Source:
##########

The Labour Court was created by Norway’s first Act relating to Labour Disputes of 6 August 1915. The court took up its duties with effect from 1 January 1916, the date when the new Act entered into force. The Labour Court has territorial jurisdiction over all of Norway and is the highest court in its field.
Before the Labour Disputes Act of 1915
Before the Labour Disputes Act of 1915, the ordinary courts had jurisdiction in all legal disputes concerning collective agreements. However, such disputes were rarely brought before the courts. The parties to the collective agreement chose to either let the threat of industrial action hang over the party in breach of the agreement, or the dispute was brought before an arbitration tribunal.
It was the trade unions that first raised the question of mediation and arbitration in labour disputes in the 1880s. In 1912, the Government considered mediation and arbitration for the first time. This marked the beginning of a lengthy legislative process that finally resulted in the Labour Disputes Act of 1915.
The Labour Disputes Act of 1915
The Act entered into force on 1 January 1916, and the Labour Court came into being from the same date. The Labour Disputes Act provided for a specialist court to consider labour disputes, i.e. disputes concerning the existence, interpretation and validity of collective agreements. The reason why a specialist court was established to deal with such disputes was, firstly, the need to settle them rapidly, and, secondly, that the disputes should be considered by a court that was familiar with this area of society.
The Labour Disputes Acts of 1927 and 2012
The Act of 1915 was replaced by Act No 1 of 5 May 1927 relating to Labour Disputes, which in turn was replaced by the Labour Disputes Act currently in force, Act No 2 of 27 January 2012 relating to Labour Disputes. The substantive rules of the 1915 Act were largely retained in the subsequent acts. The Act of 2012 was structured differently and its language was modernised, and it allows for electronic communication.
The court and its field of law
The Labour Court’s field is defined and delimited. It covers all disputes concerning collective agreements as such. This includes disputes on the interpretation and application, validity and existence of collective agreements. It also covers disputes concerning breaches of collective agreements, including industrial action and the peace obligation, and disputes concerning liability in damages for breaches of collective agreements.

##########

Prompt 1: Can you translate this sentence from the text on Norway's Labour Court into Spanish: "The Labour Court has territorial jurisdiction over all of Norway and is the highest court in its field."
Prompt 2: Could you write the next part of the text on Norway's Labour Court, starting after its final sentence?

Record list:

##########

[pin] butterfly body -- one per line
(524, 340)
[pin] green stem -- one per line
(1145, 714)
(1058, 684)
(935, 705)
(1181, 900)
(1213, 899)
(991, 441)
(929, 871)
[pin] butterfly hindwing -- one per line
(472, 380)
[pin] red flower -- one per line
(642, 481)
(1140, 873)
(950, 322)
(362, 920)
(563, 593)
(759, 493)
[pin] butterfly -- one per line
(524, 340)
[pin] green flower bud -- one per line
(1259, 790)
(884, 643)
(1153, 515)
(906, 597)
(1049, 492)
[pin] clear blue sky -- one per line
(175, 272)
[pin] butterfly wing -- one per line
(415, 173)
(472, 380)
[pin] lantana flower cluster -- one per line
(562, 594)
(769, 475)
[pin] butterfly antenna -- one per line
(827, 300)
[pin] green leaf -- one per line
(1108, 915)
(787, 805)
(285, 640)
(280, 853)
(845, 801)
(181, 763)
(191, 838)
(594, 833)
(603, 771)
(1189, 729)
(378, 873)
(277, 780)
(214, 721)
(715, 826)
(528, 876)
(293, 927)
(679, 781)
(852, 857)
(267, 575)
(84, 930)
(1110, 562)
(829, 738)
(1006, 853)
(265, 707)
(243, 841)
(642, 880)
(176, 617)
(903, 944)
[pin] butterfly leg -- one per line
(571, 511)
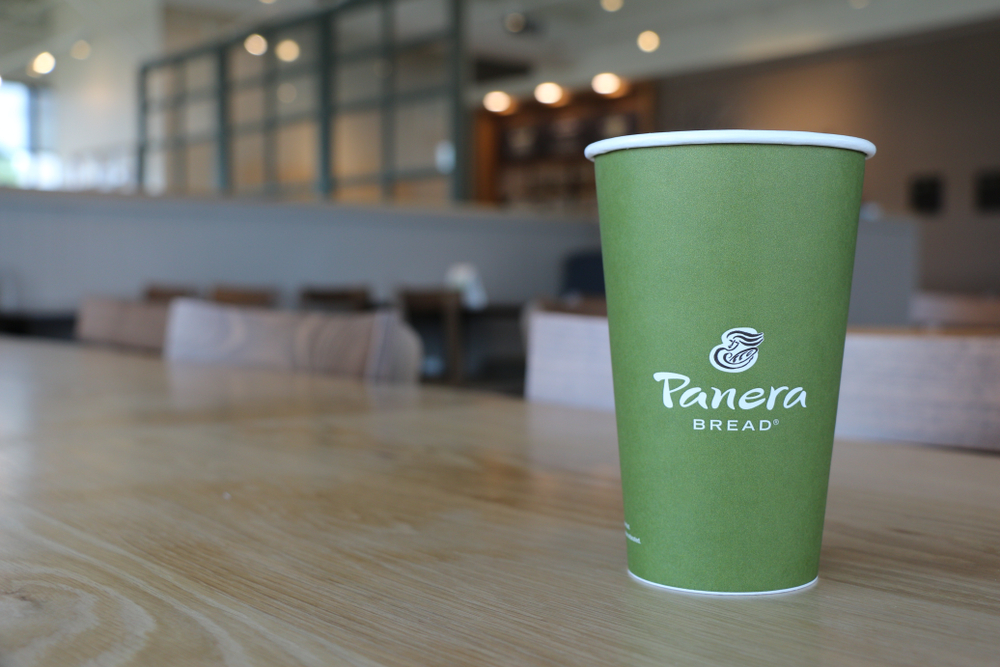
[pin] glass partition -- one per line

##########

Response 1: El Tribunal Laboral tiene jurisdicción territorial sobre toda Noruega y es el tribunal de mayor rango en su ámbito.

Response 2:
The court’s jurisdiction has always included the private sector in its entirety, while in the public sector, the legislation originally only applied to certain categories of state and municipal employees. In 1957, the scope of the Act was expanded to include all municipal employees. The Civil Service Disputes Act of 1958 brought a final and considerable expansion, as it formally established a collective agreement system for civil servants and for teaching staff in the state school system. From then on, the Labour Court’s field has included both the private and public sectors in their entirety.
There have been some minor thematic changes. In 1966, breaches of the statutory peace obligation became part of the court’s area of responsibility. Corresponding changes were implemented in relation to the Civil Service Disputes Act in 1969, when disputes concerning the interpretation of the provisions of the Civil Service Disputes Act became the court’s responsibility. However, disputes concerning interpretation of the provisions of the Labour Disputes Act in general do not fall under the court’s jurisdiction.
The most important change took place during the period from 1977 to 1981, when the Labour Court was the appellate court for cases concerning employment protection (dismissal with and without notice) pursuant to the Working Environment Act of 1977 and the Civil Service Act of 1977. In 1981, responsibility for these cases was returned to the ordinary courts.
The Labour Court and local labour courts
From 1937 and until the Act of 2012 came into force, the Labour Disputes Act provided for local labour courts. In disputes concerning collective agreements with individual enterprises or regional employers’ associations, cases were heard by the municipal courts, now called district courts, as the court of first instance, with the Labour Court as the appellate court. In such cases, the district courts functioned as local labour courts and dealt with cases in accordance with the provisions of the Labour Disputes Act. This arrangement only applied to cases under the Labour Disputes Act. The Civil Service Disputes Act had no corresponding provisions.
Initially, the Labour Court had one professional judge. When hearing cases, the court comprised the president and four other members appointed on the basis of nominations by the social partners. The rules governing the composition of the court were amended by the 1927 Labour Disputes Act. The new rules required that a case be presided over by seven judges: three professional judges and four judges appointed based on nominations from the social partners.
The right to nominate judges is regulated in Section 39 of the current Act. Employers’ associations comprising at least 100 employers that, together, employ at least 10,000 employees, and trade unions with at least 10,000 employees as members, have the right to nominate judges. Organisations that meet these requirements can nominate two judges with deputy judges to the Labour Court. The judges appointed based on nominations from the organisations are judges on a par with other Labour Court judges. They are also subject to the requirement that they must not be members of the board/executive committee of a trade union or employers’ association or be employees of such an organisation, cf. the Labour Disputes Act Section 36 first paragraph.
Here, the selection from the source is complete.